- [WORK REQUEST] Give the data back exactly. Leave out any images.
---
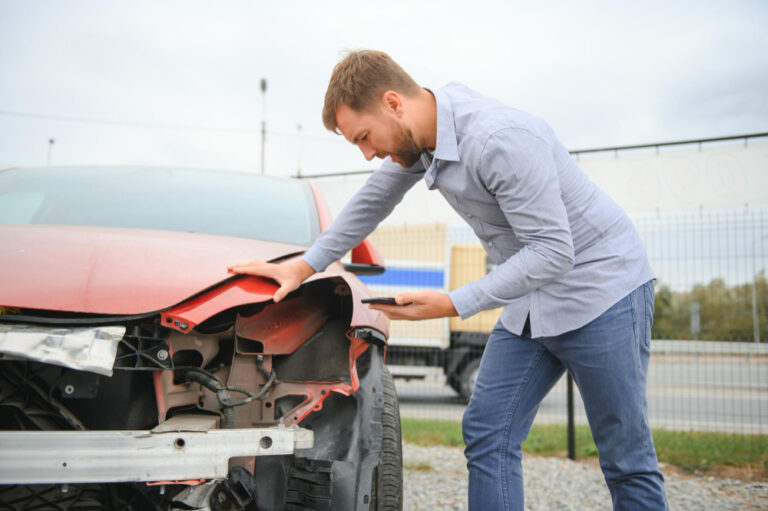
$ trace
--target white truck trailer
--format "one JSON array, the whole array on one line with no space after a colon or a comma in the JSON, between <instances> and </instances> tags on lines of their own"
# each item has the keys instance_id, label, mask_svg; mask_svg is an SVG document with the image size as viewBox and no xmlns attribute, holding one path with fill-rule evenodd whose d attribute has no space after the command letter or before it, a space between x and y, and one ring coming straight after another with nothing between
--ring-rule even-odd
<instances>
[{"instance_id":1,"label":"white truck trailer","mask_svg":"<svg viewBox=\"0 0 768 511\"><path fill-rule=\"evenodd\" d=\"M370 239L387 270L361 280L382 296L424 289L448 292L491 268L477 237L463 225L379 227ZM390 372L395 377L422 378L439 371L468 400L500 312L483 311L466 320L392 321L386 360Z\"/></svg>"}]
</instances>

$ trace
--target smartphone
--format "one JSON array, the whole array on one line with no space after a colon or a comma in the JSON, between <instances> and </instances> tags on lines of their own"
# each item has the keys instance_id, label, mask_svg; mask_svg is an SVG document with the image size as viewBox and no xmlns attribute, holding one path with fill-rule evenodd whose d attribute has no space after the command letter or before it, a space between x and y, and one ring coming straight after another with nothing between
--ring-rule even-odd
<instances>
[{"instance_id":1,"label":"smartphone","mask_svg":"<svg viewBox=\"0 0 768 511\"><path fill-rule=\"evenodd\" d=\"M384 305L397 305L397 302L391 296L375 296L373 298L363 298L360 301L363 303L381 303Z\"/></svg>"}]
</instances>

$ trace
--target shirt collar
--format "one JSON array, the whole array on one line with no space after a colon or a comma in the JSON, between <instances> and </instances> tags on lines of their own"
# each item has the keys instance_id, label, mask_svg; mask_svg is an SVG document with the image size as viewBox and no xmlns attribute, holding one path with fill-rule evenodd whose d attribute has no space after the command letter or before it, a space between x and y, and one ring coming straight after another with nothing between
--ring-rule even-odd
<instances>
[{"instance_id":1,"label":"shirt collar","mask_svg":"<svg viewBox=\"0 0 768 511\"><path fill-rule=\"evenodd\" d=\"M459 146L456 140L456 126L453 120L451 99L442 89L438 89L432 94L435 96L435 103L437 104L437 136L434 160L424 174L424 180L430 190L435 188L437 160L459 161Z\"/></svg>"},{"instance_id":2,"label":"shirt collar","mask_svg":"<svg viewBox=\"0 0 768 511\"><path fill-rule=\"evenodd\" d=\"M456 126L453 120L453 104L443 89L435 92L437 103L437 140L435 158L438 160L459 161L459 146L456 140Z\"/></svg>"}]
</instances>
---
- [ANSWER BELOW]
$ trace
--target white truck trailer
--format "one JSON array, the whole array on one line with no space after a colon or a comma in the JSON, between <instances> and </instances> tags on lines of their own"
# each item has the keys instance_id, label, mask_svg; mask_svg is an SVG document with the image size as viewBox and no xmlns attribute, holding one path with fill-rule evenodd whose d attribute has no space after the command letter or before it, a space between x and y, and one ring coming straight after another with nothing between
--ring-rule even-odd
<instances>
[{"instance_id":1,"label":"white truck trailer","mask_svg":"<svg viewBox=\"0 0 768 511\"><path fill-rule=\"evenodd\" d=\"M370 239L387 270L361 280L382 296L424 289L448 292L491 268L477 237L463 225L379 227ZM390 372L395 377L422 378L439 371L468 400L500 312L483 311L466 320L392 321L386 360Z\"/></svg>"}]
</instances>

$ trace
--target smartphone
--format "one JSON array, the whole array on one line with no space after a colon or a comma in the JSON, between <instances> and </instances> tags on lines of their own"
# each item has the keys instance_id, label, mask_svg; mask_svg is an SVG document with the image size as viewBox and no xmlns attribute, holding one path with fill-rule evenodd whose d attribute has no space after the command letter or before it, a space between x and y, and one ring coming straight after another with nothing between
--ring-rule even-odd
<instances>
[{"instance_id":1,"label":"smartphone","mask_svg":"<svg viewBox=\"0 0 768 511\"><path fill-rule=\"evenodd\" d=\"M384 305L397 305L397 302L391 296L375 296L373 298L363 298L360 301L363 303L381 303Z\"/></svg>"}]
</instances>

$ trace
--target shirt collar
--format "one JSON array, the whole array on one line with no space after a colon or a comma in the JSON, between <instances> and </instances> tags on lines of their own"
# each item has the keys instance_id, label, mask_svg; mask_svg is an SVG document with the image size as viewBox and no xmlns attribute, holding one path with fill-rule evenodd whose d attribute has no space after the command letter or before it, a space between x and y, and one ring coming straight after another with nothing between
--ring-rule even-odd
<instances>
[{"instance_id":1,"label":"shirt collar","mask_svg":"<svg viewBox=\"0 0 768 511\"><path fill-rule=\"evenodd\" d=\"M459 146L456 140L456 126L453 120L451 99L442 89L438 89L432 94L435 96L435 103L437 104L437 136L434 160L424 174L424 180L430 190L435 188L437 160L459 161Z\"/></svg>"},{"instance_id":2,"label":"shirt collar","mask_svg":"<svg viewBox=\"0 0 768 511\"><path fill-rule=\"evenodd\" d=\"M456 126L453 120L453 104L443 89L435 92L437 103L437 140L435 158L438 160L459 161L459 146L456 140Z\"/></svg>"}]
</instances>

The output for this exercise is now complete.